== Segment start ==
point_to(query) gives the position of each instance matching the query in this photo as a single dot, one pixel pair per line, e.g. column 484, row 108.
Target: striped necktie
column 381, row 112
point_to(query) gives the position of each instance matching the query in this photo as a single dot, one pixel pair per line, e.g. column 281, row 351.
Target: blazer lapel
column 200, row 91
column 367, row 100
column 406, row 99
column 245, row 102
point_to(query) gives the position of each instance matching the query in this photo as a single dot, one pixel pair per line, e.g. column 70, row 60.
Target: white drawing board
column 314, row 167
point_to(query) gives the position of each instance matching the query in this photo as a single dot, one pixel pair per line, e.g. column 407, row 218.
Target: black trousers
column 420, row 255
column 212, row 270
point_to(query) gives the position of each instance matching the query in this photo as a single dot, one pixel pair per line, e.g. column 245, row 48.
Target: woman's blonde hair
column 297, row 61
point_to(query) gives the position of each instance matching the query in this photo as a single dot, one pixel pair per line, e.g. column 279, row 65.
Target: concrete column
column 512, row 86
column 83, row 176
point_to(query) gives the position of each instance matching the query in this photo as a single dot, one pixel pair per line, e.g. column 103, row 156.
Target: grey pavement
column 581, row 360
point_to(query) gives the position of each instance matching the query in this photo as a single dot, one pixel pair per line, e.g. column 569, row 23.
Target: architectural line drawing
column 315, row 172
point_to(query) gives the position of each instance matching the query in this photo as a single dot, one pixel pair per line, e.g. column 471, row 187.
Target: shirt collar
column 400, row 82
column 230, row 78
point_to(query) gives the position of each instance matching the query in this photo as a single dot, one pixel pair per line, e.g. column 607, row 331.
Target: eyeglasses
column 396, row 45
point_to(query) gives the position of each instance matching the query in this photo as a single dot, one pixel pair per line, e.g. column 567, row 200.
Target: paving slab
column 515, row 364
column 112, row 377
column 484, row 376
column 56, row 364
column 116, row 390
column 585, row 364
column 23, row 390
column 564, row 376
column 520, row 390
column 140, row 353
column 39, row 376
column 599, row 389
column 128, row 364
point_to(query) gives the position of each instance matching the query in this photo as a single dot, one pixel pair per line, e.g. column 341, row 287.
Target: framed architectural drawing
== Segment end ==
Return exactly, please, the lines of the material from the first one down to and including the line where "245, row 48." appears.

◆ Result of this exercise ◆
point_to(query) gives the position of each instance matching the query in this photo as a single dot, one pixel pair per line, e.g. column 484, row 108.
Target: striped necktie
column 381, row 112
point_to(query) gives the position of each instance matching the query in this photo as a single dot, one pixel pair per line, e.g. column 281, row 351.
Target: blazer lapel
column 200, row 91
column 367, row 100
column 406, row 99
column 245, row 102
point_to(query) gives the position of each instance matching the query in this photo as a single dot, one pixel pair per line, e.g. column 70, row 60.
Target: white drawing board
column 314, row 167
point_to(query) gives the position of each instance matching the query in this photo as a single dot, one pixel pair per line, e.g. column 407, row 218.
Target: black trousers
column 420, row 255
column 212, row 270
point_to(query) gives the position of each instance matching the query in this photo as a single dot, one pixel pair per line, e.g. column 245, row 48.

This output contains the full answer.